▶ **TEXT SEGMENT**:
# # #

Neural Responses to Unexpected Stimulus Repetitions and Omissions in Auditory Cortex Provide Mixed Evidence for Predictive Coding

Humans and other animals process sensory uncertainty by integrating stimulus information with prior knowledge and expectations. Predictive coding conceptualizes perception as a form of Bayesian inference wherein hierarchical brain circuits update internal models to reconcile bottom-up sensory input with top-down predictions. Whereas predictive coding is a leading theory, the extent to which it is implemented in primary sensory cortices remains a matter of debate. To further investigate this issue, we examined single-neuron spiking activity in macaque primary auditory cortex (A1) to expected versus unexpected stimulus repetitions and to expected versus unexpected omissions. On average, we found that A1 neurons did not show enhanced responses to unexpected stimulus repetitions, contrary to predictive-coding theory. However, they did show enhanced responses to unexpected stimulus omissions. Taken together, these mixed results place empirical restraints on how PC is implemented in A1. Significance StatementPerception depends on the brains ability to infer the causes of sensory inputs by integrating new information with prior knowledge under uncertainty. Our results reveal nuanced evidence for predictive coding within the primary auditory cortex (A1). Specifically, spiking activity during unexpected stimuli and unexpected stimulus omissions provide conflicting and supporting, respectively, data for this Bayesian framework. These findings refine our understanding of neural mechanisms underlying perception and provide empirical constraints on the neurobiological implementation of predictive processing.

# # #

▶ **EXTRACTED DATA**:
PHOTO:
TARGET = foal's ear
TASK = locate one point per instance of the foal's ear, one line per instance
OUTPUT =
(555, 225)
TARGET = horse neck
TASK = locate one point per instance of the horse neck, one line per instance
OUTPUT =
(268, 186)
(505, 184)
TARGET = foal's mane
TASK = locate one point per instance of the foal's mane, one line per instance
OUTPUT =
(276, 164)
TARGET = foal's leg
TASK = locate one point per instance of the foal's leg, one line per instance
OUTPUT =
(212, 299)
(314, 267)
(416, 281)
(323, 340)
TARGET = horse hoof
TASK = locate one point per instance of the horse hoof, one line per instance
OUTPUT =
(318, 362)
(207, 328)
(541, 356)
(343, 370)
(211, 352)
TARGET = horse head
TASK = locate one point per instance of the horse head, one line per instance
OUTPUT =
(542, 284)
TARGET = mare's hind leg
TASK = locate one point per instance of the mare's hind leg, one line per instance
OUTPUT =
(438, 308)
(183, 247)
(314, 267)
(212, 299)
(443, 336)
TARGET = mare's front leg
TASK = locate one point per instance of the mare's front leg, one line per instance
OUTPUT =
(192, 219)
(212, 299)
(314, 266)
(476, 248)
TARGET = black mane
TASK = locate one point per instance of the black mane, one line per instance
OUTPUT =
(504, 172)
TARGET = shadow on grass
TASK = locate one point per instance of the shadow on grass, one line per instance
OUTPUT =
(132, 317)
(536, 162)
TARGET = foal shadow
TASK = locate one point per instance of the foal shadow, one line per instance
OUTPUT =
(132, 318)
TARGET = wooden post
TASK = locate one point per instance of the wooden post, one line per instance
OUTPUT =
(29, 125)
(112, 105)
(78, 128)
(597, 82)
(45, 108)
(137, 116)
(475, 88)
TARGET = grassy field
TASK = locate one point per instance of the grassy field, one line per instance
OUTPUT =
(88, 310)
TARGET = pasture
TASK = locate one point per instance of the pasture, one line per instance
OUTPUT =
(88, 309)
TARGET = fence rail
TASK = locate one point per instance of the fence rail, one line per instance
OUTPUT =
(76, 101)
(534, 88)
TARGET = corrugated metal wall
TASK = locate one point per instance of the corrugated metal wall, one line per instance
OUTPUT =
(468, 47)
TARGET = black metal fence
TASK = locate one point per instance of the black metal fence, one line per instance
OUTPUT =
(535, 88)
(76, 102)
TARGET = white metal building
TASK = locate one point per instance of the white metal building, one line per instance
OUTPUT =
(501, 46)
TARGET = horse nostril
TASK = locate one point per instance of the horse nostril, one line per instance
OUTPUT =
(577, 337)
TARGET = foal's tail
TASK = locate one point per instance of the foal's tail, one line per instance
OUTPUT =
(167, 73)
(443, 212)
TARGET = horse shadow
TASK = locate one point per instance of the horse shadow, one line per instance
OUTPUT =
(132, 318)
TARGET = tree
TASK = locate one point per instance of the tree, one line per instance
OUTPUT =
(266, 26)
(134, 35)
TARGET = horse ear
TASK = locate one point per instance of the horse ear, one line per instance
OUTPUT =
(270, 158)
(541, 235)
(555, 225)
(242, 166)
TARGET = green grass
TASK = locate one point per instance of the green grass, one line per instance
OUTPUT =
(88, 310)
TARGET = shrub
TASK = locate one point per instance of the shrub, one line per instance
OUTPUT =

# # #

▶ **WHAT YOU SHOULD DO**: According to the predictive coding abstract, how did A1 neurons respond on average to unexpected stimulus omissions? These items were drawn from an unrelated source.

▶ **SOLUTION**: They showed enhanced responses to unexpected stimulus omissions.